● **Aufgaben**:
(1) Wohin konnten laut dem Artikel über den Hochwasseralarm in Cottbus große Wassermengen abgeleitet werden?
(2) Führe den Artikel über den Hochwasseralarm in Cottbus im Anschluss an seinen letzten Satz weiter.

● **Extrahierter Text**:
+===+
Cottbus (h). Eine Zeitungsente allein
war das nicht, die die Menschen letzten Sonntag scharenweise an
die Spree gelockt hatte. Mehr eine aus dem Rathaus, von den Medien
freudig gefüttert.
Denn Hochwasser gab es nicht wirklich. Die Spree führte
gut Wasser. Hätte es in den sächsischen Staustufen Pannen
gegeben, wäre auch auf Cottbus eine Flut gekommen. Das, so
Wolfgang Genehr, Regionalleiter Süd des Landesumweltamtes,
passierte aber nicht; im Gegenteil, große Wassermengen konnten
in Tagebaurestlöcher abgeleitet werden. So entschärfte
sich schon Mitte der Vorwoche die Situation. Das Amt sprach für
Cottbus von Warnstufe 1; schlimmstenfalls bei Dauerregen Stufe
2. Dass die Stadtverwaltung mehr tat als erforderlich, kritisieren
wir nicht, korrigiert Genehr einen Eindruck, den seiner
Meinung nach diese Zeitung erweckt habe. Für Ballungsräume
bestehen besondere Anforderungen, zumal hier seit 30 Jahren keine
Hochwassererfahrung vorliegt. Er billigt zu: Kann
sein, dass nach Duisburg in Ämtern auch übervorsichtig
gehandelt wird.
Zugeschweißt
Über-Vorsicht spielte im Szenario tatsächlich eine Rolle.
+===+
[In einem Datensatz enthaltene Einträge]
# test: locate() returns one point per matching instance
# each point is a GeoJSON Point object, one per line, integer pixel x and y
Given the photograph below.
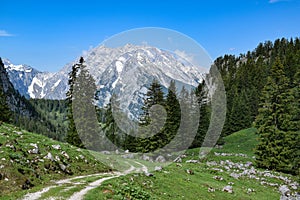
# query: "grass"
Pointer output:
{"type": "Point", "coordinates": [175, 183]}
{"type": "Point", "coordinates": [18, 166]}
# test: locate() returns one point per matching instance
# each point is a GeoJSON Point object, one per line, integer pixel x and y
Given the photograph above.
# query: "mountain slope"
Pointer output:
{"type": "Point", "coordinates": [126, 71]}
{"type": "Point", "coordinates": [225, 174]}
{"type": "Point", "coordinates": [28, 160]}
{"type": "Point", "coordinates": [102, 62]}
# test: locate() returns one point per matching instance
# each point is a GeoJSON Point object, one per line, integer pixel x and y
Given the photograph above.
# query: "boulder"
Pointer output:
+===+
● **Lösungen**:
(1) In Tagebaurestlöcher.

(2)
Als schon nahendes Hochwasser im Gespräch war, floss in Cottbus
die Spree noch als dünnes Rinnsal. Der Grund: Technologen
trauten der eisernen Sicherheitsklappe am Bräsinchener Stauwerk
nicht und hatten sie für die Zeit der Bauarbeiten mit meterlangen
Schweißnähten (!) arretiert. Das war nur mühsam
zu korrigieren. Erst dann konnten angemessene Mengen Wasser aus
dem rasch schwellenden Stausee in Richtung Cottbus abgelassen
werden. Die erfreulichste Nachricht der Cottbuser Hochwasserübung:
Die Talsperre steht, sie wird ihrer Funktion voll gerecht,
sagt Wolgang Genehr nach den feuchten Tagen.
Dämme qualmen
Nicht ganz so befriedigend fallen Beurteilungen der Deiche aus.
Davon wissen Dietmar Paulick und die anderen 25 Pächter der
Parzellen der Gartenanlage Maiberger Heide zu klagen.
Ihre Parzellen stehen vollkommen unter Wasser, Keller sind vollgelaufen.
Envia hat aus Sicherheitsgründen den Strom abgestellt,
erklärte er letzten Sonnabend am Tor der gefluteten Anlage.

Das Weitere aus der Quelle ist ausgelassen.